◆ DIRECTIONS ◆
Beginning with the first line, copy out each line of the material until the line containing "long blonde hair in this picture */" has been copied as well.

◆ EXERCISE DATA ◆

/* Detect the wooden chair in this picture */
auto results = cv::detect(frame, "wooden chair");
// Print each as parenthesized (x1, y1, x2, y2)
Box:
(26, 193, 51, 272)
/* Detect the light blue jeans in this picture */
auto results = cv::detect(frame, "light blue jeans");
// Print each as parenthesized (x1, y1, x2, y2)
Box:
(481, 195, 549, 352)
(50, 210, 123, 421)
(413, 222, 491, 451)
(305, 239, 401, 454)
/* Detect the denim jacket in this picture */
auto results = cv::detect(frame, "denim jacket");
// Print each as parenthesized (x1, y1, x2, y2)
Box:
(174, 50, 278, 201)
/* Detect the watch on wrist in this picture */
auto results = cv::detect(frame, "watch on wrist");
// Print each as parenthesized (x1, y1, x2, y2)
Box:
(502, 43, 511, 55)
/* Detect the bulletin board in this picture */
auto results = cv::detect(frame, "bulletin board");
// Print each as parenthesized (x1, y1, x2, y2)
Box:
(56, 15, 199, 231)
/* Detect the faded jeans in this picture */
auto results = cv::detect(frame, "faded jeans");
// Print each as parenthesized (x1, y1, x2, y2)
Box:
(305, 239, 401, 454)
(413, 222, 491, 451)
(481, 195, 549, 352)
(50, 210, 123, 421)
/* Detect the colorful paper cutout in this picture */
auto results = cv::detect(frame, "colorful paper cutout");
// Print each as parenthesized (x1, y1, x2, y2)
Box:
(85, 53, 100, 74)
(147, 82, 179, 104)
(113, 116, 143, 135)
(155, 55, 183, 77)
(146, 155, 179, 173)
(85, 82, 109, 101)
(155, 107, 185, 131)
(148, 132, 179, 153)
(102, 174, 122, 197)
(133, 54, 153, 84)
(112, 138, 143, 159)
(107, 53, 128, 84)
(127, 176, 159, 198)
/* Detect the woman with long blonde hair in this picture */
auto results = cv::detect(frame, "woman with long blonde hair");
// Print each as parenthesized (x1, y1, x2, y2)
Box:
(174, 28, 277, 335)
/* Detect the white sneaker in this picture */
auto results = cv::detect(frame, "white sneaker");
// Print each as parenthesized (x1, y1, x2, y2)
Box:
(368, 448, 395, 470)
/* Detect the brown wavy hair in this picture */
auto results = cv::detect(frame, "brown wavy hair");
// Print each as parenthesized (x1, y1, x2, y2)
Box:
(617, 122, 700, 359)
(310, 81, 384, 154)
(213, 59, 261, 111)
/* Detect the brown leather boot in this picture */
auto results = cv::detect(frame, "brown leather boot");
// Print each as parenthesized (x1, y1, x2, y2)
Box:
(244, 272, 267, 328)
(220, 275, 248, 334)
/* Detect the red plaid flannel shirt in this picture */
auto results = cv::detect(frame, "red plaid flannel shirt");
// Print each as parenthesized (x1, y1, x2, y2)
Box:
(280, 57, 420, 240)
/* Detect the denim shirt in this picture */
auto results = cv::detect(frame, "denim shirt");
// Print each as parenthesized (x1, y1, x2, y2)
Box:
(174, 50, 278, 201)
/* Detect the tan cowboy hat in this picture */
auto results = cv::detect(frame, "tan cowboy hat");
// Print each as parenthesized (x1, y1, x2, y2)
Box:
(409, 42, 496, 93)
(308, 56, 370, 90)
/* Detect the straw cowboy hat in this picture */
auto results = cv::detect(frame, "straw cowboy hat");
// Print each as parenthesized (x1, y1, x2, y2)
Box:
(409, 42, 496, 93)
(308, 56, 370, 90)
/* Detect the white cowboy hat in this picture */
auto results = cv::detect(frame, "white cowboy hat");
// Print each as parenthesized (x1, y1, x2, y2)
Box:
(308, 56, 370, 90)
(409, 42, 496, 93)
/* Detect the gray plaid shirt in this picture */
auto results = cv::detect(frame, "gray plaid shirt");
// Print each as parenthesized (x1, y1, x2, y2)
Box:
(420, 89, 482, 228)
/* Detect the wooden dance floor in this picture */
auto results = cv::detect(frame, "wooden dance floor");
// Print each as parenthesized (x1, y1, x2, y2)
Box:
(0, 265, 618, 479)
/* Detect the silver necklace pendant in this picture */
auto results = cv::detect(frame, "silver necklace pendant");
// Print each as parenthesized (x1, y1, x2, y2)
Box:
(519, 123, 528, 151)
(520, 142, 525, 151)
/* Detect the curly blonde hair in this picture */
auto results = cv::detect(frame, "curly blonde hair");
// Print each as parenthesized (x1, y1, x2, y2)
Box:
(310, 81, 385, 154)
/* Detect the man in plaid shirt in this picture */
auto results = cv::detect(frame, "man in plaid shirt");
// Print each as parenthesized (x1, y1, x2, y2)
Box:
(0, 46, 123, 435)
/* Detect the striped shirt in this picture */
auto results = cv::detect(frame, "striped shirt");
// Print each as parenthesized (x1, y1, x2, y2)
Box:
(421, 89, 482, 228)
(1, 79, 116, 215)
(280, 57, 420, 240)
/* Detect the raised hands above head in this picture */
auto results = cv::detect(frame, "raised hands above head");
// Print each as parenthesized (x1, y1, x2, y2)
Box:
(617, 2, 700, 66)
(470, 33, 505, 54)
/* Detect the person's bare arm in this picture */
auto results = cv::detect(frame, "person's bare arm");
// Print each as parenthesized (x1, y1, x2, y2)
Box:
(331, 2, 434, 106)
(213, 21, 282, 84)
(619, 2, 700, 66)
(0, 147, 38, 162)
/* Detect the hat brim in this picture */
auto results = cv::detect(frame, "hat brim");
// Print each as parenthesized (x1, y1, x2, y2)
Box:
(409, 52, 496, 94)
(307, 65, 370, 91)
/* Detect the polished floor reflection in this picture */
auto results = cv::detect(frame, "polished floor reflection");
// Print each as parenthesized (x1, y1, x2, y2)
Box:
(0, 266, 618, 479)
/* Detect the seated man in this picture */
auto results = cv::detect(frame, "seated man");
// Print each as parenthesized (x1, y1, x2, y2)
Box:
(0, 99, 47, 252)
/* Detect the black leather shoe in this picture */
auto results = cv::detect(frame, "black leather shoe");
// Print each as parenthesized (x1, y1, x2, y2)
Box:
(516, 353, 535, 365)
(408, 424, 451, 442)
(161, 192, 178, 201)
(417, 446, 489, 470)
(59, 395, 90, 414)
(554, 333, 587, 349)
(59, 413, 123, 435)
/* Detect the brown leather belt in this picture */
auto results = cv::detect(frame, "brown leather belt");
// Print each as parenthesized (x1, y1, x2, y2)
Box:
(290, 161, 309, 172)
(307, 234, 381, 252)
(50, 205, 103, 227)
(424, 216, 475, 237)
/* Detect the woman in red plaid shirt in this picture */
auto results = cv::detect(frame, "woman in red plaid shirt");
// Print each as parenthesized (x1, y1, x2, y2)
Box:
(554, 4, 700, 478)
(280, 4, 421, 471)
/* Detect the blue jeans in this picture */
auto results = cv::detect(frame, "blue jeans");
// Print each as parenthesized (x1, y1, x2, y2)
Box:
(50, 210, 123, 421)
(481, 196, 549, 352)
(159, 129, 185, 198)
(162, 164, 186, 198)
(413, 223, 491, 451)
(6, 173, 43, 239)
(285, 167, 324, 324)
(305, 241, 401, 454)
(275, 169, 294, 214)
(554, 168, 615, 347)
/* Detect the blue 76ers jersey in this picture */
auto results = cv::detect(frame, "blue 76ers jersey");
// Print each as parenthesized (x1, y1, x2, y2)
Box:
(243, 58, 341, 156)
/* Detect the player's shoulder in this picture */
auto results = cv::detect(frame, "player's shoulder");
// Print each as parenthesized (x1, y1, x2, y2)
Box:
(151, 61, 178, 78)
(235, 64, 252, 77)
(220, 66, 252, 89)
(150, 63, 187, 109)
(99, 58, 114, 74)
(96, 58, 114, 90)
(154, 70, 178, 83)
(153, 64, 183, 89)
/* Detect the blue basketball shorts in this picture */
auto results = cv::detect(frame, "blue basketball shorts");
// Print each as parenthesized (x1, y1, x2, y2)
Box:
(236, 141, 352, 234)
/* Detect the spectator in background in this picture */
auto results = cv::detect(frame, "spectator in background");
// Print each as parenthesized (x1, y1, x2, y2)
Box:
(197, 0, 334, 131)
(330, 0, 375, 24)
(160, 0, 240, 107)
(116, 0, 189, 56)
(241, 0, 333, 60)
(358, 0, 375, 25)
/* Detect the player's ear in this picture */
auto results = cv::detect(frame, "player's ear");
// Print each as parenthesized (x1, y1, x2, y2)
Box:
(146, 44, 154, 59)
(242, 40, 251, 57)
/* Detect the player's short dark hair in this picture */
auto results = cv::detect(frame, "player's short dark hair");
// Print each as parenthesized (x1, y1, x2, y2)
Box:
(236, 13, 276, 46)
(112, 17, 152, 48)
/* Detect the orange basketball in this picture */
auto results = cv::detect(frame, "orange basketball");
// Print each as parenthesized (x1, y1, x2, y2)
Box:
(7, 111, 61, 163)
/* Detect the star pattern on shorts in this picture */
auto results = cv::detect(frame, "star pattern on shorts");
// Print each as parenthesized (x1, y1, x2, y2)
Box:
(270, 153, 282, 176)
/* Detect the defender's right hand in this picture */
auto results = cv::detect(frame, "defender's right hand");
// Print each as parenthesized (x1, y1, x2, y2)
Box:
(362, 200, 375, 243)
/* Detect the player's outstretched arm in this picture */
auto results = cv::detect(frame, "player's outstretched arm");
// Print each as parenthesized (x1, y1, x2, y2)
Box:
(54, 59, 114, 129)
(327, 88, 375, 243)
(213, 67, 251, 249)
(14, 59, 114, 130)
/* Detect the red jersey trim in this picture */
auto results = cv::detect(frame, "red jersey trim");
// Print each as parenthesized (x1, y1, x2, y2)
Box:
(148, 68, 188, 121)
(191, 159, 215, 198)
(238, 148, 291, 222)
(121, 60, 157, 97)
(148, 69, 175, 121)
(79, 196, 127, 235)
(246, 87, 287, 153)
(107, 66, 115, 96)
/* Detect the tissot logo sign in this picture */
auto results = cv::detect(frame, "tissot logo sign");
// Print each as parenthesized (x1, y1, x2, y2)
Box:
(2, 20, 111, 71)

◆ SOLUTION ◆
/* Detect the wooden chair in this picture */
auto results = cv::detect(frame, "wooden chair");
// Print each as parenthesized (x1, y1, x2, y2)
Box:
(26, 193, 51, 272)
/* Detect the light blue jeans in this picture */
auto results = cv::detect(frame, "light blue jeans");
// Print each as parenthesized (x1, y1, x2, y2)
Box:
(481, 195, 549, 352)
(50, 210, 123, 421)
(413, 222, 491, 451)
(305, 239, 401, 454)
/* Detect the denim jacket in this picture */
auto results = cv::detect(frame, "denim jacket");
// Print each as parenthesized (x1, y1, x2, y2)
Box:
(174, 50, 278, 201)
/* Detect the watch on wrist in this picture */
auto results = cv::detect(frame, "watch on wrist");
// Print each as parenthesized (x1, y1, x2, y2)
Box:
(502, 43, 511, 55)
/* Detect the bulletin board in this picture */
auto results = cv::detect(frame, "bulletin board");
// Print each as parenthesized (x1, y1, x2, y2)
Box:
(56, 15, 199, 231)
/* Detect the faded jeans in this picture */
auto results = cv::detect(frame, "faded jeans");
// Print each as parenthesized (x1, y1, x2, y2)
Box:
(305, 239, 401, 454)
(413, 222, 491, 451)
(481, 195, 549, 352)
(50, 210, 123, 421)
/* Detect the colorful paper cutout in this picture */
auto results = cv::detect(frame, "colorful paper cutout");
// Print each as parenthesized (x1, y1, x2, y2)
Box:
(85, 53, 100, 74)
(147, 82, 179, 104)
(113, 116, 143, 135)
(155, 55, 183, 77)
(146, 155, 179, 173)
(85, 82, 109, 101)
(155, 107, 185, 131)
(148, 132, 179, 153)
(102, 174, 122, 197)
(133, 54, 153, 84)
(112, 138, 143, 159)
(107, 53, 128, 84)
(127, 176, 159, 198)
/* Detect the woman with long blonde hair in this picture */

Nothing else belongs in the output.